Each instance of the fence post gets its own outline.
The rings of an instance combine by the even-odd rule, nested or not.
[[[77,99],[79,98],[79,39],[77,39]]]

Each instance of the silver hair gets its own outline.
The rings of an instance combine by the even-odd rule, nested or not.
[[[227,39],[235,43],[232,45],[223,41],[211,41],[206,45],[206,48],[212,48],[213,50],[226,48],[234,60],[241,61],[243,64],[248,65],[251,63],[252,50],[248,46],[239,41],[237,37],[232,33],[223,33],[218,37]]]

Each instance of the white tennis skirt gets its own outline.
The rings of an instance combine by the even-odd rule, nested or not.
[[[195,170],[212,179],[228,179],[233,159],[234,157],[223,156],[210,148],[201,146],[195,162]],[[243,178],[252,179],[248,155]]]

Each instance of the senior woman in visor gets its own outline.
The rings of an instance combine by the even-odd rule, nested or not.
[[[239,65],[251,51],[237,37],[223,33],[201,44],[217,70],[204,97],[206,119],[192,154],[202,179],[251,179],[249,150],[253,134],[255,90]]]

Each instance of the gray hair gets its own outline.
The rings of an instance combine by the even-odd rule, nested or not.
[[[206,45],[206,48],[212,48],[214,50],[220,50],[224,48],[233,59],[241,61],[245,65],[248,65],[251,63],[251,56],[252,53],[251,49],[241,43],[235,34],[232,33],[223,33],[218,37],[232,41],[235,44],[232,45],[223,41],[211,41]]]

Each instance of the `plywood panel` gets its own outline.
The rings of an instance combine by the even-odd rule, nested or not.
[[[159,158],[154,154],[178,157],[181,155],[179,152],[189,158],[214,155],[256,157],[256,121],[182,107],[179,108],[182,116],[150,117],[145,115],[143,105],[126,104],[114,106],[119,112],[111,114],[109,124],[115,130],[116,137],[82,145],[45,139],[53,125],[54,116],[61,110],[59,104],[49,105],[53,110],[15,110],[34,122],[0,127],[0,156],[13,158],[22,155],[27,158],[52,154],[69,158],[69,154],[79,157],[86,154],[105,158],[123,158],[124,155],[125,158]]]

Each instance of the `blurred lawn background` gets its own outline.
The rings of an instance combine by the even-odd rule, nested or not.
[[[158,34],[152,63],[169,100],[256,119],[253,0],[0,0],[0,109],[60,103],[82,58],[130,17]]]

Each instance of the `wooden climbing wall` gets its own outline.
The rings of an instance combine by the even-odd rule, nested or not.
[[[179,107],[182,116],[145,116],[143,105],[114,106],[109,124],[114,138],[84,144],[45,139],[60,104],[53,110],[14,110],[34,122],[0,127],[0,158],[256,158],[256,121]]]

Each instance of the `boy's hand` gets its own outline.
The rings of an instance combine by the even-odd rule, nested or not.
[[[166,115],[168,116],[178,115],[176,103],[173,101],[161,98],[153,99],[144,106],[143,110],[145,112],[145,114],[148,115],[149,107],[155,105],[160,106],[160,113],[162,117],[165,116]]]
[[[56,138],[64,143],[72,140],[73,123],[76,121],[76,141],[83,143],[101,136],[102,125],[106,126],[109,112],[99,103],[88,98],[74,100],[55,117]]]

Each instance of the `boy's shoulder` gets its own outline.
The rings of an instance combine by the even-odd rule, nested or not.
------
Problem to work on ->
Copy all of the rows above word for word, changing nothing.

Result of this exercise ->
Each instance of the fence post gets its own outline.
The rings of an instance combine by the even-odd rule, nested or not.
[[[77,99],[79,98],[79,39],[77,39]]]

Each instance of the silver hair gets its own outline.
The rings of an instance combine by the even-odd rule, nested or not.
[[[227,39],[235,43],[232,45],[223,41],[211,41],[206,45],[206,48],[212,48],[213,50],[226,48],[234,60],[241,61],[243,64],[248,65],[251,63],[252,50],[248,46],[239,41],[237,37],[232,33],[223,33],[218,37]]]

Each instance of the white tennis skirt gets its own outline.
The rings of an instance combine by the even-odd rule, nested or not.
[[[195,170],[212,179],[228,179],[233,159],[234,157],[223,156],[210,148],[201,146],[195,162]],[[243,178],[252,179],[248,155]]]

Each instance of the senior woman in visor gets its own outline.
The rings of an instance combine by the even-odd rule, nested or not.
[[[239,65],[251,51],[237,37],[223,33],[201,44],[217,70],[204,97],[206,119],[192,154],[202,179],[251,179],[249,150],[253,134],[255,90]]]

Each instance of the gray hair gets its own outline.
The rings of an instance combine by the even-odd rule, nested or not.
[[[206,45],[206,48],[212,48],[214,50],[220,50],[224,48],[233,59],[241,61],[245,65],[248,65],[251,63],[251,56],[252,53],[251,49],[241,43],[235,34],[232,33],[223,33],[218,37],[232,41],[235,44],[232,45],[223,41],[211,41]]]

Each instance of the `plywood panel` gets its own outline.
The rings of an instance combine by the even-odd rule, nested or not.
[[[159,158],[154,154],[178,157],[181,155],[179,152],[189,158],[214,155],[256,157],[256,121],[182,107],[179,108],[182,116],[150,117],[145,115],[143,105],[126,104],[114,106],[119,112],[111,114],[109,124],[115,130],[116,137],[82,145],[45,139],[53,125],[54,116],[61,110],[59,104],[49,105],[53,110],[15,110],[34,122],[0,127],[0,156],[13,158],[22,155],[27,158],[52,154],[69,158],[69,154],[79,157],[86,154],[105,158],[123,158],[124,155],[125,158]]]

Each instance of the `blurred lawn background` gets its own outline.
The rings of an instance combine by the even-odd rule, nested or not.
[[[158,34],[152,63],[169,100],[256,119],[253,0],[0,0],[0,109],[60,103],[82,58],[130,17]]]

Each instance of the `wooden climbing wall` gets its own outline.
The rings of an instance combine by the even-odd rule, nested or not.
[[[179,107],[182,116],[145,116],[143,105],[114,106],[109,124],[114,138],[84,144],[45,139],[60,104],[53,110],[14,110],[34,122],[0,127],[0,158],[256,158],[256,121]]]

Each instance of the `boy's hand` gets its own outline.
The rings of an instance combine by the even-odd rule, nested or not.
[[[166,115],[168,116],[178,115],[176,103],[173,101],[161,98],[153,99],[144,106],[143,110],[145,112],[145,114],[148,115],[149,107],[155,105],[160,106],[160,113],[162,117],[165,116]]]
[[[56,138],[64,143],[72,140],[73,123],[76,121],[76,141],[83,143],[101,136],[102,125],[106,126],[109,112],[99,103],[88,98],[74,100],[55,117]]]

Each instance of the `boy's shoulder` gets its own outline.
The rings of an instance combine by the even-odd rule, nested or not.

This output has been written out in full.